Task brief → Pull out the lines of the rows below unchanged, beginning at the start of the rows and stopping after the line that has "left=202, top=122, right=225, bottom=300". Leave the pictures out of your answer.

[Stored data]
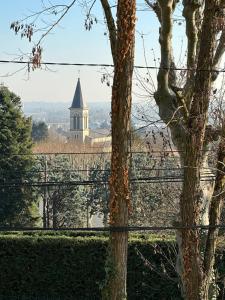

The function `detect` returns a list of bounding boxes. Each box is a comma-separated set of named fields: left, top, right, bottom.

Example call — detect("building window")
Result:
left=73, top=116, right=77, bottom=129
left=77, top=116, right=80, bottom=129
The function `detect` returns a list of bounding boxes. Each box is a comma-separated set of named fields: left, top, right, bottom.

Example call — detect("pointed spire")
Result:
left=70, top=78, right=87, bottom=108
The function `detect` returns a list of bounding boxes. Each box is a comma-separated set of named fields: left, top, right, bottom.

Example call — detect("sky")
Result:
left=0, top=0, right=183, bottom=103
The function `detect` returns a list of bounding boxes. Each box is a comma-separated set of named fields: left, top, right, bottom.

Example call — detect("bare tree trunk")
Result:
left=103, top=0, right=136, bottom=300
left=202, top=122, right=225, bottom=300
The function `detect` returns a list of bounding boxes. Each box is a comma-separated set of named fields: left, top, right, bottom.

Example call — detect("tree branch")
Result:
left=101, top=0, right=117, bottom=65
left=204, top=122, right=225, bottom=279
left=212, top=28, right=225, bottom=81
left=158, top=0, right=174, bottom=93
left=183, top=0, right=199, bottom=69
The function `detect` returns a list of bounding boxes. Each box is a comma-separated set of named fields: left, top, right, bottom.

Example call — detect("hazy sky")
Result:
left=0, top=0, right=183, bottom=102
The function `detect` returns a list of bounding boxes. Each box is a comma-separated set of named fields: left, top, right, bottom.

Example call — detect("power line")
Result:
left=0, top=175, right=215, bottom=188
left=0, top=224, right=225, bottom=232
left=4, top=149, right=216, bottom=159
left=0, top=59, right=225, bottom=73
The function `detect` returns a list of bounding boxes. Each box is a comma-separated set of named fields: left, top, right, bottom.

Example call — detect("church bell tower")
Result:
left=69, top=78, right=89, bottom=143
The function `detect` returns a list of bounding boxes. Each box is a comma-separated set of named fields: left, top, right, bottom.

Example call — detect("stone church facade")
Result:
left=69, top=78, right=111, bottom=145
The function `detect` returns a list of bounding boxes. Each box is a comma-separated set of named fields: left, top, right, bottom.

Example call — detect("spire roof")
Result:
left=70, top=78, right=87, bottom=108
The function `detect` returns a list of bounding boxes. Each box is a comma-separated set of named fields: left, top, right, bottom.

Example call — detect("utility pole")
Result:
left=86, top=165, right=89, bottom=228
left=43, top=155, right=49, bottom=228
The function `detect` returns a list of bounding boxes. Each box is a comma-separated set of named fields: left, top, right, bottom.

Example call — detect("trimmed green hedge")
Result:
left=0, top=232, right=224, bottom=300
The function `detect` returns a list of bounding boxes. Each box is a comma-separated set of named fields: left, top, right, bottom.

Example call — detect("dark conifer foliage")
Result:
left=0, top=85, right=38, bottom=226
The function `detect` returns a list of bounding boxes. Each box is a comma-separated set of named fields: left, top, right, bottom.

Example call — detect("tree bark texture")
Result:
left=153, top=0, right=224, bottom=300
left=103, top=0, right=136, bottom=300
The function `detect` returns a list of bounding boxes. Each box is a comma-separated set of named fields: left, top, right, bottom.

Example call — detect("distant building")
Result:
left=69, top=78, right=111, bottom=145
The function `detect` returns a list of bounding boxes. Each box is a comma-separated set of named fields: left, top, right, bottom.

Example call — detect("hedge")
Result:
left=0, top=232, right=224, bottom=300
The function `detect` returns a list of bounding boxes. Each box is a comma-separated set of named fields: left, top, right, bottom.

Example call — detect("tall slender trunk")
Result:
left=103, top=0, right=136, bottom=300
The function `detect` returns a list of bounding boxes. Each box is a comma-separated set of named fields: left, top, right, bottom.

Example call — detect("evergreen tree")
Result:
left=0, top=85, right=37, bottom=226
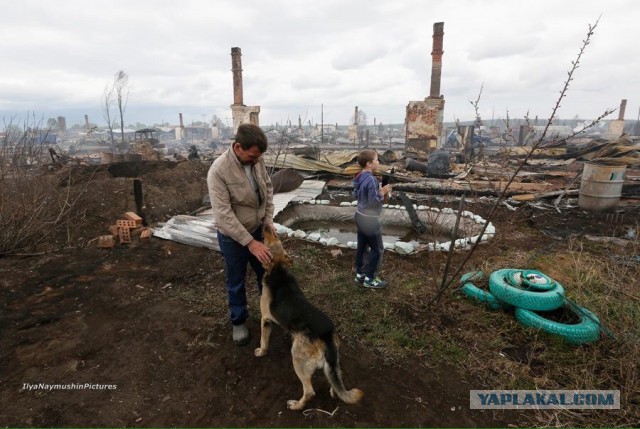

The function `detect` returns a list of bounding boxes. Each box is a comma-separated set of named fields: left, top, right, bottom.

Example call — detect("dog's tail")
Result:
left=324, top=333, right=364, bottom=404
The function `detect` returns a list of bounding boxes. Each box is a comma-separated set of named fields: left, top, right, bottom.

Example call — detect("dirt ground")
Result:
left=0, top=162, right=637, bottom=427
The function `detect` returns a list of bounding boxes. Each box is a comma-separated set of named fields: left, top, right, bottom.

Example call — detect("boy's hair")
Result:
left=358, top=149, right=378, bottom=168
left=235, top=124, right=268, bottom=153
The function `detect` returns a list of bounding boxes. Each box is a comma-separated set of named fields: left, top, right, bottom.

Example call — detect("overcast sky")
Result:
left=0, top=0, right=640, bottom=129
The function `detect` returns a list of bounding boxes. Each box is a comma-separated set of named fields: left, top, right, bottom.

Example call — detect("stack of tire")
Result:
left=461, top=268, right=600, bottom=344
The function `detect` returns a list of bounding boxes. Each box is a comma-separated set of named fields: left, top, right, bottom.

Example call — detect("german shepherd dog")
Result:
left=255, top=226, right=363, bottom=410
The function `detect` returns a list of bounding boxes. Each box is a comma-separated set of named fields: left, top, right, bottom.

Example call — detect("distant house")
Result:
left=34, top=130, right=58, bottom=145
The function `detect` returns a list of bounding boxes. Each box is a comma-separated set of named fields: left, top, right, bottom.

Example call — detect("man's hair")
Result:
left=235, top=124, right=268, bottom=153
left=358, top=149, right=378, bottom=168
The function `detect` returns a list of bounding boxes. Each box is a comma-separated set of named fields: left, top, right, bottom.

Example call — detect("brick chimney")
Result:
left=231, top=48, right=244, bottom=106
left=429, top=22, right=444, bottom=98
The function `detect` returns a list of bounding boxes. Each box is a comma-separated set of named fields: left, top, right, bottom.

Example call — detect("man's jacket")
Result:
left=207, top=147, right=273, bottom=246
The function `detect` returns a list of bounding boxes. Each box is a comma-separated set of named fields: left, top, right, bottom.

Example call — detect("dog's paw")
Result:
left=287, top=399, right=304, bottom=411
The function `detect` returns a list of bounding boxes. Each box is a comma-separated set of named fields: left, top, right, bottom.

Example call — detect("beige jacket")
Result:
left=207, top=147, right=273, bottom=246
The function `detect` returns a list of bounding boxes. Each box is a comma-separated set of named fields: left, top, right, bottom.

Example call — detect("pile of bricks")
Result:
left=97, top=212, right=151, bottom=248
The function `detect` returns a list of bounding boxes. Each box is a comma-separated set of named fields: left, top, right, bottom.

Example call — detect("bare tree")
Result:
left=112, top=70, right=131, bottom=150
left=100, top=84, right=116, bottom=150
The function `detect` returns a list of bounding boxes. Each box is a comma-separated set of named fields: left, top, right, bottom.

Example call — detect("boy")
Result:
left=353, top=150, right=391, bottom=289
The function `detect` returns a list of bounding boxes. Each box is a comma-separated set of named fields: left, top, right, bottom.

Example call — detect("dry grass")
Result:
left=168, top=222, right=640, bottom=427
left=0, top=131, right=86, bottom=257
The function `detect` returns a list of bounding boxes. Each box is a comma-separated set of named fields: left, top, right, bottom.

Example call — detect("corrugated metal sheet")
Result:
left=153, top=180, right=325, bottom=251
left=320, top=150, right=360, bottom=166
left=263, top=153, right=344, bottom=174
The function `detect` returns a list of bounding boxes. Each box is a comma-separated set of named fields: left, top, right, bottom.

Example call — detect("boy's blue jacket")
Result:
left=353, top=171, right=382, bottom=216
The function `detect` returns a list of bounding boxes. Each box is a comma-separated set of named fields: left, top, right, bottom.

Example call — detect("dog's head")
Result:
left=262, top=225, right=293, bottom=271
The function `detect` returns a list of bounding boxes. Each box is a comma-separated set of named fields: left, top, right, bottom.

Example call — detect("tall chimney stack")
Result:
left=429, top=22, right=444, bottom=98
left=231, top=48, right=244, bottom=106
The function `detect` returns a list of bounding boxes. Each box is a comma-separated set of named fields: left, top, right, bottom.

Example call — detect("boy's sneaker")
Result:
left=362, top=277, right=387, bottom=289
left=233, top=323, right=249, bottom=346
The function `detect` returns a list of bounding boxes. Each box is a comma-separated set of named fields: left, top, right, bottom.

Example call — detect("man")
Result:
left=207, top=124, right=273, bottom=345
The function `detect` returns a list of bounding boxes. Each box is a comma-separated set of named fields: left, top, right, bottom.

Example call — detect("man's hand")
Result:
left=247, top=240, right=273, bottom=264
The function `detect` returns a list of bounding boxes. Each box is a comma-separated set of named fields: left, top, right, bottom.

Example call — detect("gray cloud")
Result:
left=0, top=0, right=640, bottom=127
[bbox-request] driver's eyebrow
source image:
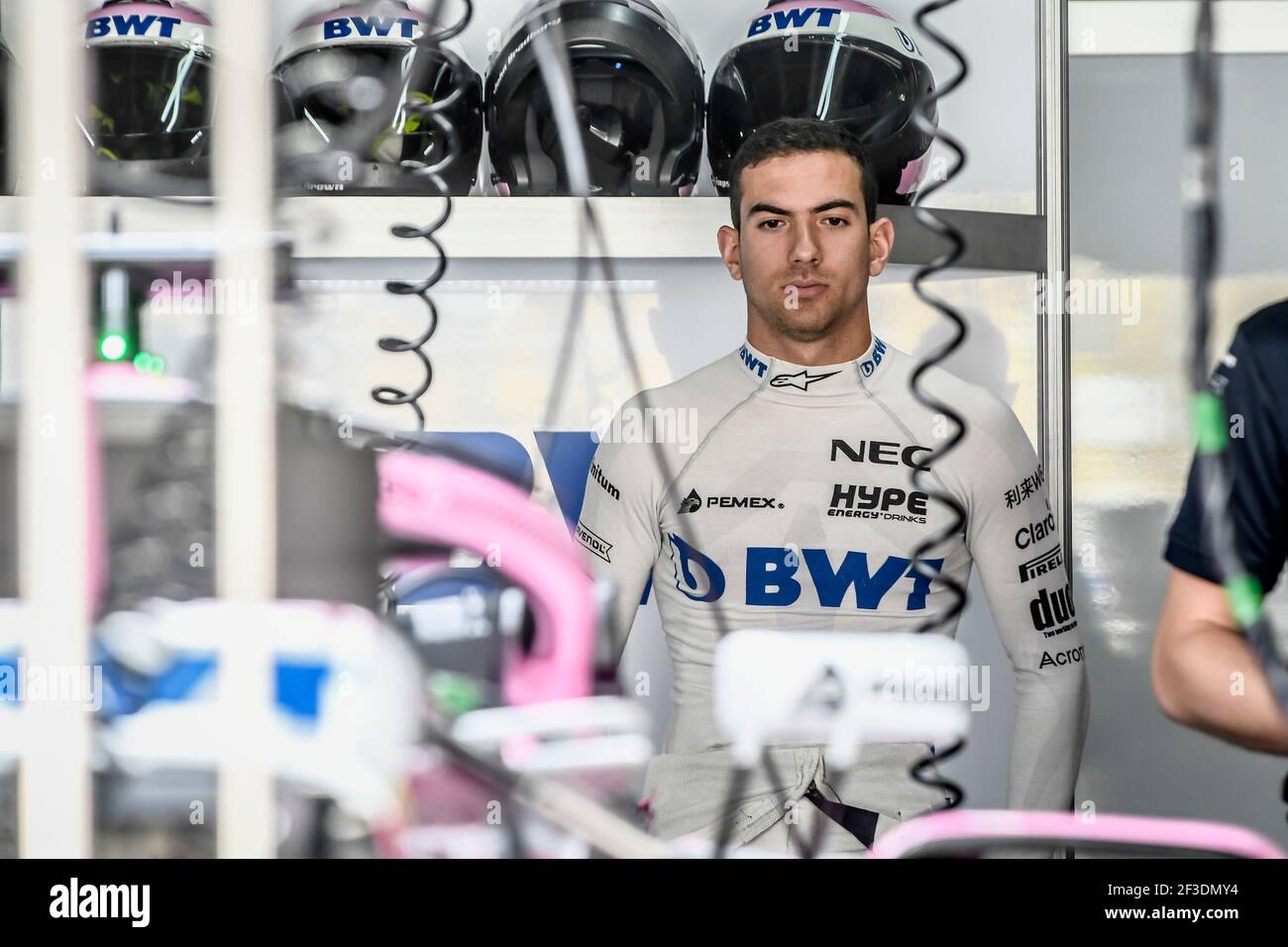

Complete response →
The function `detect` returns a list of bounding boxes. Each box is a comma-separated set of named fields: left, top, right, bottom.

Example call — detect("building window")
Result:
left=73, top=116, right=77, bottom=129
left=77, top=116, right=80, bottom=129
The function `detect` returns a list of bounding boxes. Each box is a comma-separated set of named fields: left, top, right, bottom.

Example call — detect("pointed spire")
Result:
left=70, top=78, right=87, bottom=108
The function `detect` returns a list of bounding boxes. Each box is a comma-separated set of named fields: left, top, right, bottom.

Example call — detect("sky")
Result:
left=0, top=0, right=183, bottom=103
The function `detect` returns a list of bounding boxes. Each box is a comma-separated set of named fields: left, top, right, bottom.

Example call — detect("bare tree trunk")
Result:
left=103, top=0, right=136, bottom=300
left=202, top=122, right=225, bottom=300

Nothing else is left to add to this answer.